Retype the portion of the court opinion below between "January 14, 2020" and "Opinion and Order.", inclusive.

*Provided text:*
========================
United States District Court, D. Oregon

January 14, 2020

RICHARD S. DAVIS, Plaintiff,



         Plaintiff, an inmate at the Santiam Correctional Institution, brings this civil rights action pro se. Currently before the Court is Defendants' FRCP Rule 12 Partial Motion to Dismiss (ECF No. 18). On January 8, 2020, due to a clerical error, this Court issued a Findings and Recommendation (ECF No. 23) recommending that the Court should GRANT IN PART and FIND MOOT IN PART Defendants' Motion. In fact, all parties to this action have consented to allow a Magistrate Judge to enter final orders and judgment in this case in accordance with Fed.R.Civ.P. 73 and 28 U.S.C. § 636(c). Accordingly, the January 8, 2020, Findings and Recommendation is hereby STRICKEN, and replaced with this Opinion and Order.


         Plaintiff alleges claims of deliberate indifference to a serious medical need, medical malpractice, and negligence against Defendants based upon his alleged release from custody without his prescribed anti-anxiety medication or instructions of where and how to continue his treatment. Plaintiff alleges he thereafter suffered a mental breakdown and was re-arrested within 19 days of his release. Defendants move to dismiss Plaintiffs claims against Defendant Oregon Department of Corrections as well as Plaintiffs claims of medical malpractice and negligence against Defendants Elliott and Hanson.


         Federal courts are courts of limited jurisdiction, and generally have jurisdiction as authorized by the Constitution or by statute. Kokkonen v. Guardian Life Ins. Co. of Am., 511 U.S. 375, 377 (1994). Courts presume that a case "lies outside this limited jurisdiction, and the burden of establishing the contrary rests upon the party asserting jurisdiction." Id. Rule 12(b)(1) of the Federal Rules of Civil Procedure allows a defendant to challenge subject matter jurisdiction. Fed.R.Civ.P. 12(b)(1) (2019).

         A motion to dismiss for lack of subject matter jurisdiction under Rule 12(b)(1) may be either "facial" or "factual." Safe Air for Everyone v. Meyer, 373 F.3d 1035, 1039 (9th Cir. 2004). In a facial attack on subject-matter jurisdiction the court resolves the motion as it would a motion to dismiss under Rule 12(b)(6). Leite v. Crane Co., 749 F.3d 1117, 1121 (9th Cir. 2014); Savage v. Glendale Union High Sch, 343 F.3d 1036, 1039 n.1 (9th Cir. 2003). The court accepts the factual allegations of the complaint as true and draws all reasonable inferences in the plaintiffs favor, and "determines whether the allegations are sufficient as a legal matter to invoke the court's jurisdiction." Leite, 749 F.3d at 1121. "If the court determines at anytime that it lacks subject-matter jurisdiction, the court must dismiss the action." Fed.R.Civ.P. 12(h)(3) (2019).
========================
*Data provided:*
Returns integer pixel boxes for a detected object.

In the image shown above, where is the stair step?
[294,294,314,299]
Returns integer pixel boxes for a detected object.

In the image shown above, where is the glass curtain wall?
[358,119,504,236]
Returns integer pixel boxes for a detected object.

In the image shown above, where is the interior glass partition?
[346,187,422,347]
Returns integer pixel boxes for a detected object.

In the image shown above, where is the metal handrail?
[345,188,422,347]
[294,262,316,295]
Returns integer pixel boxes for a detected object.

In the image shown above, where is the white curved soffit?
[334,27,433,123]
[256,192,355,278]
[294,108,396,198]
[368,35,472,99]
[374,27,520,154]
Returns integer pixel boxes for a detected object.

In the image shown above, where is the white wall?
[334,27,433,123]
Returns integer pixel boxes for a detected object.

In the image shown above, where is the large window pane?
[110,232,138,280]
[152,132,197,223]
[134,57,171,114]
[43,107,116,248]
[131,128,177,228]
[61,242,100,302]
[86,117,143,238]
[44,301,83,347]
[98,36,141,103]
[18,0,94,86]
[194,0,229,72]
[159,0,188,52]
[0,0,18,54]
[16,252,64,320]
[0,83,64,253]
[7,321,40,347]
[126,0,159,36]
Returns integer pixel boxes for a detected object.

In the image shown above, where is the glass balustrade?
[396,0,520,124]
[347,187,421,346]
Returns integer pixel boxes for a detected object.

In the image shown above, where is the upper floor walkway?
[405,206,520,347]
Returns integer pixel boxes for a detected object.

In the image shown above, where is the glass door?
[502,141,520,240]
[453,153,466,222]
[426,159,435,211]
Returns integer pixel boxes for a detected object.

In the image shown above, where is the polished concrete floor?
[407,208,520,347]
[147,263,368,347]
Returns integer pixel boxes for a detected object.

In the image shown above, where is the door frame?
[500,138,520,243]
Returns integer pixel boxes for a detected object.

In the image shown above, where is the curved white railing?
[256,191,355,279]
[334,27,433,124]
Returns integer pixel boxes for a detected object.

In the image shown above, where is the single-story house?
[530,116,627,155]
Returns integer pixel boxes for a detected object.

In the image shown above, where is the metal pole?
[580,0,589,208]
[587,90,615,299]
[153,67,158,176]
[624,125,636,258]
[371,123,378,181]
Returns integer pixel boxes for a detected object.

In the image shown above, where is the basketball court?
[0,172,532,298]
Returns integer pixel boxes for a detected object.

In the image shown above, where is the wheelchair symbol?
========================
*Solution below:*
January 14, 2020

RICHARD S. DAVIS, Plaintiff,



         Plaintiff, an inmate at the Santiam Correctional Institution, brings this civil rights action pro se. Currently before the Court is Defendants' FRCP Rule 12 Partial Motion to Dismiss (ECF No. 18). On January 8, 2020, due to a clerical error, this Court issued a Findings and Recommendation (ECF No. 23) recommending that the Court should GRANT IN PART and FIND MOOT IN PART Defendants' Motion. In fact, all parties to this action have consented to allow a Magistrate Judge to enter final orders and judgment in this case in accordance with Fed.R.Civ.P. 73 and 28 U.S.C. § 636(c). Accordingly, the January 8, 2020, Findings and Recommendation is hereby STRICKEN, and replaced with this Opinion and Order.